=== 提示文 ===

もとしたいずみ/荒井良二『すっぽんぽんのすけ』

 「すっぽんぽんのすけ」シリーズの第1作。見た目はふつうの男の子が、真っ裸の「すっぽんぽんのすけ」になって、イヌ(?)忍者の悪者と戦います。これはおもしろい。「すっぽんぽんのすけ」になると、なぜかアタマにちょんまげが生えてきますが、姿はまさに「すっぽんぽん」で、なんだか気持ち良さそう。まちの人びとは当然のように「すっぽんぽんのすけ」に接していて、ジュースをくれたりします。忍者との戦いも、戦いとはいっても、実におかしな技。うちの子どもにも大受けでした。一番おもしろがっていたのは、「すっぽんぽんのすけ」がものすごい速さで走るところ。「はやすぎ!」。表紙も笑えます。イヌとネコの視線の先にあるのは、たぶんアレだな(^^;)。それにしても、「すっぽんぽんのすけ」、立ち姿がりりしく、いさぎよいです。この絵本、おすすめです。
▼もとしたいずみ 作/荒井良二 絵『すっぽんぽんのすけ』すずき出版、1999年

今江祥智/長新太『よる わたしのおともだち』

===

[課題のねらい]:
提示文を初めから終わりまで、一字一句変えずに書き写すこと。 データは参照しなくてよい。

=== データ部分 ===

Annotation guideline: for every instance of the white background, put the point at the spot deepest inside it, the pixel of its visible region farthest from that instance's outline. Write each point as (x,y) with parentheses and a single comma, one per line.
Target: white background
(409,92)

===

[解答例]:
もとしたいずみ/荒井良二『すっぽんぽんのすけ』

 「すっぽんぽんのすけ」シリーズの第1作。見た目はふつうの男の子が、真っ裸の「すっぽんぽんのすけ」になって、イヌ(?)忍者の悪者と戦います。これはおもしろい。「すっぽんぽんのすけ」になると、なぜかアタマにちょんまげが生えてきますが、姿はまさに「すっぽんぽん」で、なんだか気持ち良さそう。まちの人びとは当然のように「すっぽんぽんのすけ」に接していて、ジュースをくれたりします。忍者との戦いも、戦いとはいっても、実におかしな技。うちの子どもにも大受けでした。一番おもしろがっていたのは、「すっぽんぽんのすけ」がものすごい速さで走るところ。「はやすぎ!」。表紙も笑えます。イヌとネコの視線の先にあるのは、たぶんアレだな(^^;)。それにしても、「すっぽんぽんのすけ」、立ち姿がりりしく、いさぎよいです。この絵本、おすすめです。
▼もとしたいずみ 作/荒井良二 絵『すっぽんぽんのすけ』すずき出版、1999年

今江祥智/長新太『よる わたしのおともだち』